**Work instruction:**
From the records below, transcribe exactly the lines that begin at the line with "TARGET: stone staircase" and end at the line with "TARGET: stone step", both included.

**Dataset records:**
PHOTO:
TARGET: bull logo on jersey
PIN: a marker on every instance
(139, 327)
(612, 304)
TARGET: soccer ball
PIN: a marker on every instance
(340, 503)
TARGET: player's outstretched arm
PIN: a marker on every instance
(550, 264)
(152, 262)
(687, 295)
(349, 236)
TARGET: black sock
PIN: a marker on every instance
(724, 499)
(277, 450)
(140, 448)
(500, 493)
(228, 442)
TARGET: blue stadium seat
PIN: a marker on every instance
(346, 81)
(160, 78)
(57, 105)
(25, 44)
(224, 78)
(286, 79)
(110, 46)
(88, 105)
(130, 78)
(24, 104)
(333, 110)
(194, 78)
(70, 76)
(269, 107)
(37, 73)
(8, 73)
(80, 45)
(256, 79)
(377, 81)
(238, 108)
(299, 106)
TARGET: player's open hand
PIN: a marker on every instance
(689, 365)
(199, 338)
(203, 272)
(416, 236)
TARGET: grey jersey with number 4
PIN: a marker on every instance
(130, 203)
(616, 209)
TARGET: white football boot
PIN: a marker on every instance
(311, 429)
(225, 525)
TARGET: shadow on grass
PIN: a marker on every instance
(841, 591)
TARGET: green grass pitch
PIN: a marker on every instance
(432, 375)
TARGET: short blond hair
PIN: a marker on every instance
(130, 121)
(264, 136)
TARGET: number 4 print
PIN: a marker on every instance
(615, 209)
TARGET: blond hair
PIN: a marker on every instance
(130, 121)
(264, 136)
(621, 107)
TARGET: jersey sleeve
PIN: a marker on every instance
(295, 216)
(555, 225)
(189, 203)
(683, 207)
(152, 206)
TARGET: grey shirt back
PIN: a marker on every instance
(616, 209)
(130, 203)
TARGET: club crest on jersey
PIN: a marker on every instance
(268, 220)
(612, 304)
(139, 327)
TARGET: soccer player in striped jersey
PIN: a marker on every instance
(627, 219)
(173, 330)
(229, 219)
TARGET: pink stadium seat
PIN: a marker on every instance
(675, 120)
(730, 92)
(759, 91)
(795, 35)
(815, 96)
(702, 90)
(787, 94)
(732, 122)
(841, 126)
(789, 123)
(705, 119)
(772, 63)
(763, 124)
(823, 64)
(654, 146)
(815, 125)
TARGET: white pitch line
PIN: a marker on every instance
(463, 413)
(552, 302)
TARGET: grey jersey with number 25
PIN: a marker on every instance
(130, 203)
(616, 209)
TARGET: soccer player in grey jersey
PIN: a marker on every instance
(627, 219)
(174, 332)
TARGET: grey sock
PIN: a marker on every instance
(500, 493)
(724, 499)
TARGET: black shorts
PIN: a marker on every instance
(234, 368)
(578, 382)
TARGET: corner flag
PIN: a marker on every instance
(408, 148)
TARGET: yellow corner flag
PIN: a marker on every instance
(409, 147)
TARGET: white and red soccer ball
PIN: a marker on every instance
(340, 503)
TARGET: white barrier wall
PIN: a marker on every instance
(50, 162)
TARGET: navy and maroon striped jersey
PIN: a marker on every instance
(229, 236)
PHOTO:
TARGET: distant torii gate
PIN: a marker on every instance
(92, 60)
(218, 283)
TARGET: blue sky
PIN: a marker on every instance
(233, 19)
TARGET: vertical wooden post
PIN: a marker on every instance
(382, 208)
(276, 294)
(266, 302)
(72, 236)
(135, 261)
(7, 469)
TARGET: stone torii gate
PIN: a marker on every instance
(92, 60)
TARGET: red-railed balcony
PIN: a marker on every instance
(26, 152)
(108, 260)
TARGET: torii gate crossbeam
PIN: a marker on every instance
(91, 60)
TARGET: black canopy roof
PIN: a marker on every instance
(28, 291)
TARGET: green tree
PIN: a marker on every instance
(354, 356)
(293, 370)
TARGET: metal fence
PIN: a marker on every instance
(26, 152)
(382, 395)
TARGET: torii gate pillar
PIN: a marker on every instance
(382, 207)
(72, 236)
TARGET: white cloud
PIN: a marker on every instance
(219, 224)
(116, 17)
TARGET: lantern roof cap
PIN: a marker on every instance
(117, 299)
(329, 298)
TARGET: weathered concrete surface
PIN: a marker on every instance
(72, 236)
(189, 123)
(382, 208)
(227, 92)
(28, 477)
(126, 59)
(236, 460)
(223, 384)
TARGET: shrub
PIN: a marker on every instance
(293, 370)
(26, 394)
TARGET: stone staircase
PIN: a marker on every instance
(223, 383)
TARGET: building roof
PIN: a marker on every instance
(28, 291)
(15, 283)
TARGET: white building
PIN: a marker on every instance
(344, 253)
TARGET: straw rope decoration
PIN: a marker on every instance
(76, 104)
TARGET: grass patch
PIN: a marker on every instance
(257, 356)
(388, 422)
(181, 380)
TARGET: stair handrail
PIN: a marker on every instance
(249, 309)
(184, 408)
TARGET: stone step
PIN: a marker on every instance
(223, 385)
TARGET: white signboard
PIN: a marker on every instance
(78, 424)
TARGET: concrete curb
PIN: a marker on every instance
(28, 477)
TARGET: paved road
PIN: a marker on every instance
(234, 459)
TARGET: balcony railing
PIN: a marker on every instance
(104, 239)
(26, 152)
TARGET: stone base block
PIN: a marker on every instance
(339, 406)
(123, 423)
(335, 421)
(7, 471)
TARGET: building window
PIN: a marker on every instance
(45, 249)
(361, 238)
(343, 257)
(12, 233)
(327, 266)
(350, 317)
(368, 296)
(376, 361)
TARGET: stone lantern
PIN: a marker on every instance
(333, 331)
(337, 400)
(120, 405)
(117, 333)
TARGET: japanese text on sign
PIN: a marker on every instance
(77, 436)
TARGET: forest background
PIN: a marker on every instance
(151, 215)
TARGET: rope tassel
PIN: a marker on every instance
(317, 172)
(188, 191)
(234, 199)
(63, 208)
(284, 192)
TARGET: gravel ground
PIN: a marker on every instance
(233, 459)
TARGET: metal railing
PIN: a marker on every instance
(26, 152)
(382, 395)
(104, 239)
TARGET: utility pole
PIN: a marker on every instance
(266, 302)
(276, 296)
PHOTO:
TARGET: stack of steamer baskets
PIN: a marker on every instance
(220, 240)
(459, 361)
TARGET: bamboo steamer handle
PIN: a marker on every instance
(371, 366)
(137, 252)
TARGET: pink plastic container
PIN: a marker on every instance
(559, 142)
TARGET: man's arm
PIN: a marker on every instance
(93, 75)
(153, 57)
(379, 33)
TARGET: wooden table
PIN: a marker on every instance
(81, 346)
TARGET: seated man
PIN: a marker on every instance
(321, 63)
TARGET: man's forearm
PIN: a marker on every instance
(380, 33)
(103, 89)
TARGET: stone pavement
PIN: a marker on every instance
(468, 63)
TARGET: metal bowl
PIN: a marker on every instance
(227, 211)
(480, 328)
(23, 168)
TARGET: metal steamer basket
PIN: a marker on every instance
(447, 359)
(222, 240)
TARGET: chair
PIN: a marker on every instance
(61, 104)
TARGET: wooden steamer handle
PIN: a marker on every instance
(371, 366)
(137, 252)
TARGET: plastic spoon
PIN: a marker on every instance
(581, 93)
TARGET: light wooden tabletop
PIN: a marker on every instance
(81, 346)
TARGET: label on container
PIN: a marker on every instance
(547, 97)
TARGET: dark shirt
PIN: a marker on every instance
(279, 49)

**Response to the exercise:**
TARGET: stone staircase
PIN: a marker on every instance
(223, 383)
TARGET: building roof
PIN: a marker on every instance
(28, 291)
(15, 283)
TARGET: white building
PIN: a marker on every instance
(344, 253)
TARGET: straw rope decoration
PIN: a marker on every instance
(76, 104)
TARGET: grass patch
PIN: a marker on every instance
(257, 356)
(388, 422)
(181, 380)
TARGET: stair handrail
PIN: a marker on every instance
(249, 309)
(184, 408)
TARGET: stone step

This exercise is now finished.